• Task prompt: Copy out the listing below word for word, line by line.

• Provided data:

(begin)

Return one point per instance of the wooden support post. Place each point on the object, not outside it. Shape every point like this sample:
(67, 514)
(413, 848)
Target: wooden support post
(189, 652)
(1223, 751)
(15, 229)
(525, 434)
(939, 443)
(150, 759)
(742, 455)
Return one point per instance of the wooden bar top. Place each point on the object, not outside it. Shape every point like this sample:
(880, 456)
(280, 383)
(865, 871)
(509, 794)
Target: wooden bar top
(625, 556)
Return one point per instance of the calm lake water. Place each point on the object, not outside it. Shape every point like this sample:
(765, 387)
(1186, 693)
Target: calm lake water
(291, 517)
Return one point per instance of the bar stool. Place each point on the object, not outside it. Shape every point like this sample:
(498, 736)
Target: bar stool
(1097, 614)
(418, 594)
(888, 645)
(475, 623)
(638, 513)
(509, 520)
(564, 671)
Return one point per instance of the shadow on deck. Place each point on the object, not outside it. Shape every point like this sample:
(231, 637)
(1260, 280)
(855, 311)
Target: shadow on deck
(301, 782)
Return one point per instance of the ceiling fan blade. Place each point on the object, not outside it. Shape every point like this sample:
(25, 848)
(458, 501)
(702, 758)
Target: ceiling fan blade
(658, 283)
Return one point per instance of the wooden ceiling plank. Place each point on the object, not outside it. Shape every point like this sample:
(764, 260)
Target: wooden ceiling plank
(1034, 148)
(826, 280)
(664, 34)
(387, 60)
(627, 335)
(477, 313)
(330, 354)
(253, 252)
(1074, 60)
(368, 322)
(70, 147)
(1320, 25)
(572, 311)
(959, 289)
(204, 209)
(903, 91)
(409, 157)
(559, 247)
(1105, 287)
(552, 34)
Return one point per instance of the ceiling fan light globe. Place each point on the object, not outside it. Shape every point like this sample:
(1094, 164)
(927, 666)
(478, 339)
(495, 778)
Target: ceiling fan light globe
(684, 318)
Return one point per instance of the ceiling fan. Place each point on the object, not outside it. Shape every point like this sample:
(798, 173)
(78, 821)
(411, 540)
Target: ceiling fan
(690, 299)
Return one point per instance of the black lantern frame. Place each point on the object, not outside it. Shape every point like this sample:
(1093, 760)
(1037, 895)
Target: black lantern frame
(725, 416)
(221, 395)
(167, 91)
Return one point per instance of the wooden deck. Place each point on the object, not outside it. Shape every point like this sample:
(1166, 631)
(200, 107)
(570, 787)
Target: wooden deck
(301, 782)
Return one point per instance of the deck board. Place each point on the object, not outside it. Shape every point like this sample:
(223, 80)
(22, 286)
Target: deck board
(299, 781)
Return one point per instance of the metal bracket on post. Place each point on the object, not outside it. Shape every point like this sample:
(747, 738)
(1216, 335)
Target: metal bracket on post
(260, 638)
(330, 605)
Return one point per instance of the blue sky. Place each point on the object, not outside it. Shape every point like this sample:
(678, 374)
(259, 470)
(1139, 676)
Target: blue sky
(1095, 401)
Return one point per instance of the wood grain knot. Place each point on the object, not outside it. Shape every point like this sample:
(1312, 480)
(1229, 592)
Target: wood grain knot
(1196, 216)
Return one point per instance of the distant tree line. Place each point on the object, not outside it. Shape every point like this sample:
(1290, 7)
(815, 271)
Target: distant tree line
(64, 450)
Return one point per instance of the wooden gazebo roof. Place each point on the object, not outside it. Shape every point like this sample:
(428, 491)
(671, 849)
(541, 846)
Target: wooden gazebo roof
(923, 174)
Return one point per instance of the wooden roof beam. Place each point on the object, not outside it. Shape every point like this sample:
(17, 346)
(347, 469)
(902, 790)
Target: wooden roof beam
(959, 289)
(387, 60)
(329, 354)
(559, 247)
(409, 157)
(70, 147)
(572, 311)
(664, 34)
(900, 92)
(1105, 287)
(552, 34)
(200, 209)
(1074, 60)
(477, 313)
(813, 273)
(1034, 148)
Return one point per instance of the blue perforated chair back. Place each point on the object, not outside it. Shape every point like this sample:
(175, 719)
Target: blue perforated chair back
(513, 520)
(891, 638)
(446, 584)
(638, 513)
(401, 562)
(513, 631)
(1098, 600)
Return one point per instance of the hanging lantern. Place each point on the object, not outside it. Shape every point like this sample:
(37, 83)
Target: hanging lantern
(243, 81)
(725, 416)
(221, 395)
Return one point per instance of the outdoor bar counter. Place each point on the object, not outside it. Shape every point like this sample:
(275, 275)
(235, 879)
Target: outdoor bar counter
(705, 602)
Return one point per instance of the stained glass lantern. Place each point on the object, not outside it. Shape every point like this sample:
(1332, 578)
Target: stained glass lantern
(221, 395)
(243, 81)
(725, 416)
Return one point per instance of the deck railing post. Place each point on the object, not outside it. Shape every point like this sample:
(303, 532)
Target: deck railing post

(end)

• Full solution:
Return one point per instance of the wooden support post. Place each point on the object, not outside it. Shape every point like this sample:
(67, 514)
(413, 848)
Target: wooden support post
(189, 652)
(1223, 751)
(15, 229)
(525, 434)
(939, 443)
(150, 759)
(742, 455)
Return one point per instance of the wooden bar top. Place each point on the object, not outside it. Shape every point like this sample:
(880, 456)
(280, 383)
(865, 871)
(509, 794)
Target: wooden bar top
(625, 556)
Return one point per instance of the calm lake water. Place each point on the object, not outside it. Shape every point like this sample:
(765, 387)
(1186, 693)
Target: calm lake water
(291, 517)
Return one point per instance of the bar stool. Place each point on the object, not outside it. Shape every point like this sample:
(498, 736)
Target: bar stool
(1097, 614)
(418, 594)
(888, 645)
(475, 623)
(638, 513)
(509, 520)
(564, 671)
Return one point per instance of the shadow on deck. Place each point on the object, not outside it. Shape every point like this sample:
(231, 637)
(1260, 280)
(855, 311)
Target: shadow on deck
(301, 782)
Return one point per instance of the ceiling fan blade. Place each point on the object, not outside it. Shape every point like this sample:
(25, 848)
(458, 501)
(702, 758)
Target: ceiling fan blade
(658, 283)
Return one point per instance of the wooden ceiling plank. Place each point on the object, not outside it. Shape every point like this sample:
(764, 260)
Target: wooden ceiling plank
(1034, 148)
(826, 280)
(664, 34)
(387, 60)
(627, 335)
(477, 313)
(330, 354)
(253, 252)
(1074, 60)
(368, 322)
(70, 147)
(1320, 25)
(572, 311)
(959, 289)
(204, 209)
(903, 91)
(409, 157)
(559, 247)
(1105, 287)
(552, 34)
Return one point per instance of the ceiling fan light globe. Place each point on the object, not outside it. Shape every point like this sample:
(1094, 164)
(927, 666)
(478, 339)
(495, 778)
Target: ceiling fan light globe
(684, 318)
Return one point per instance of the ceiling fan. Place each point on the object, not outside it. Shape every point like this sample:
(798, 173)
(78, 821)
(411, 540)
Target: ceiling fan
(690, 299)
Return one point per instance of the black lantern frame. Place each point on the object, not outside it. Shape every point like this sample:
(1093, 760)
(1037, 895)
Target: black lantern frame
(725, 416)
(221, 395)
(167, 91)
Return one point per instance of the wooden deck. Place each point on the object, not outside it. Shape every point like this sample:
(1166, 631)
(200, 107)
(570, 787)
Target: wooden deck
(301, 782)
Return one point per instance of the deck board. Place each point on the object, not outside it. Shape every point like this sample:
(223, 80)
(22, 286)
Target: deck board
(299, 781)
Return one point per instance of the metal bracket on post. Place each point on the object, not outside it. Shape every point like this sample:
(747, 738)
(1216, 335)
Target: metal bracket on post
(260, 638)
(330, 605)
Return one point per instance of the blue sky. Place each point on the object, not outside it. Shape every point like this sample:
(678, 374)
(259, 470)
(1139, 676)
Target: blue sky
(1095, 401)
Return one point per instance of the wood grain knot. Place each point on the object, not outside it. Shape every point like this sample:
(1312, 480)
(1229, 592)
Target: wood grain knot
(1196, 216)
Return one point per instance of the distant tree line. Place each point on the object, not outside it. Shape every point like this sample:
(1290, 7)
(815, 271)
Target: distant tree line
(64, 450)
Return one point per instance of the wooden gazebo roof. Place each point on the object, not outside it. Shape every point like this sample:
(428, 491)
(671, 849)
(541, 846)
Target: wooden gazebo roof
(923, 174)
Return one point per instance of the wooden roof beam. Place each point on the object, not outside it. Shape every point like this sample:
(17, 346)
(347, 469)
(902, 790)
Target: wooden roof beam
(959, 289)
(387, 60)
(329, 354)
(559, 247)
(409, 157)
(70, 147)
(572, 311)
(664, 34)
(900, 92)
(1105, 287)
(552, 34)
(200, 209)
(1074, 60)
(477, 313)
(813, 273)
(1034, 148)
Return one point per instance of the blue perforated chair back. Place each point on the object, not outside it. Shape every point like this sample:
(175, 719)
Target: blue perforated chair back
(513, 520)
(891, 638)
(446, 584)
(638, 513)
(401, 562)
(513, 631)
(1098, 600)
Return one point per instance of the hanging lantern. Place each point on the object, not outside it. Shape every point like this sample:
(37, 83)
Target: hanging lantern
(243, 81)
(725, 416)
(221, 395)
Return one point per instance of the outdoor bar counter. Place each point on the object, not outside it. Shape every point like this sample:
(275, 275)
(235, 879)
Target: outdoor bar counter
(705, 602)
Return one point per instance of the stained glass lantern. Place each point on the object, not outside it. Shape every point like this sample:
(1332, 578)
Target: stained glass lantern
(221, 395)
(243, 81)
(725, 416)
Return one point per instance of the deck railing post. Place each point on the object, not outside it. Shape every point like this sample:
(303, 532)
Target: deck railing post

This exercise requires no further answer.